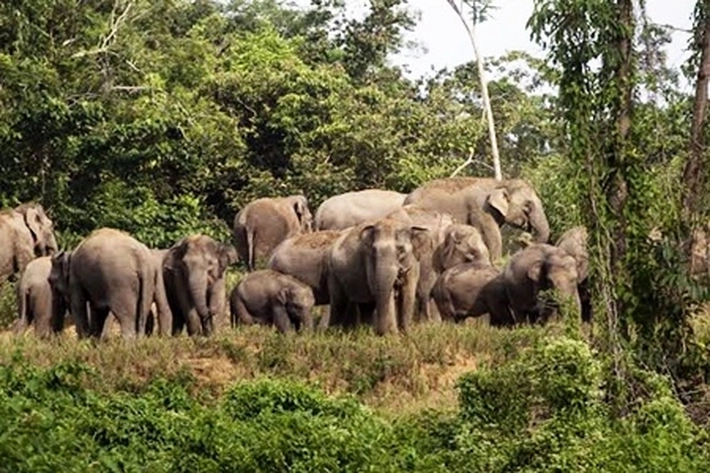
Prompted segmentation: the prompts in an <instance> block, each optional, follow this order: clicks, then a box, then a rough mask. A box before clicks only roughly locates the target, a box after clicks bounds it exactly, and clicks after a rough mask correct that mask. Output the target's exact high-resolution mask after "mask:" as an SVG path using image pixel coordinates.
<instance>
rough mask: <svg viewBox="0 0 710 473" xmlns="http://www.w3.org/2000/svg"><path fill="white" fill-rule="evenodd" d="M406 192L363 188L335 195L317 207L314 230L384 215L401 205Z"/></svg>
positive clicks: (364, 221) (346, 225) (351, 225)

..........

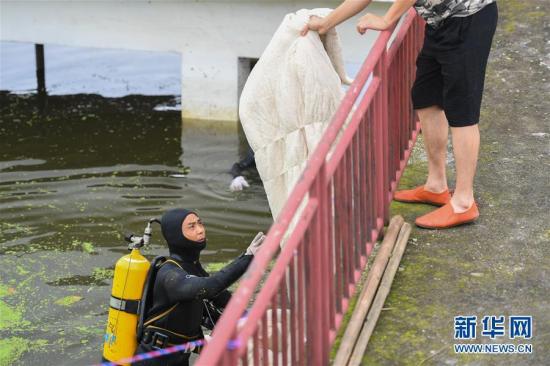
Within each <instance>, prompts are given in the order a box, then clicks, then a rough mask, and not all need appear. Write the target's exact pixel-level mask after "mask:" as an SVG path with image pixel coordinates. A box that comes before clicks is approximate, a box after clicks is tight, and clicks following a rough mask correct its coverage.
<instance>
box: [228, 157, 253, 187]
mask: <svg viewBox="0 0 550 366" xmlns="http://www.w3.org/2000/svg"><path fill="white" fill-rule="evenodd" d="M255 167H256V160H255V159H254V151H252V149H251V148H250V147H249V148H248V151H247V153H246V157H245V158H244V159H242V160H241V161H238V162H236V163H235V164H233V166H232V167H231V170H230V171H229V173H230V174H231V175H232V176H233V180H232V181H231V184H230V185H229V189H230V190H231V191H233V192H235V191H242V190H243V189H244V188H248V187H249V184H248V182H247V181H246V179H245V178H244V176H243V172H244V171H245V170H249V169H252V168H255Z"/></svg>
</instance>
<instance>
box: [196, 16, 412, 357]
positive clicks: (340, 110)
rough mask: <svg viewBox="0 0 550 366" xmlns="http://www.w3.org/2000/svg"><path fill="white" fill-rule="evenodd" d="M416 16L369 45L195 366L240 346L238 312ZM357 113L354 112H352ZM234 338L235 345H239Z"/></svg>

..........

▶ [DIRECTIONS]:
In the entries above, find the line holding "</instance>" and the line holding "16L369 45L195 366L240"; print both of them and every line between, exactly, and nothing else.

▶ [ANSWER TO THE PROBLEM]:
</instance>
<instance>
box: [196, 16, 412, 357]
positive clicks: (340, 110)
rough mask: <svg viewBox="0 0 550 366" xmlns="http://www.w3.org/2000/svg"><path fill="white" fill-rule="evenodd" d="M416 16L369 45L195 366L240 346L238 312ZM357 113L354 112H352ZM234 338L235 345H239Z"/></svg>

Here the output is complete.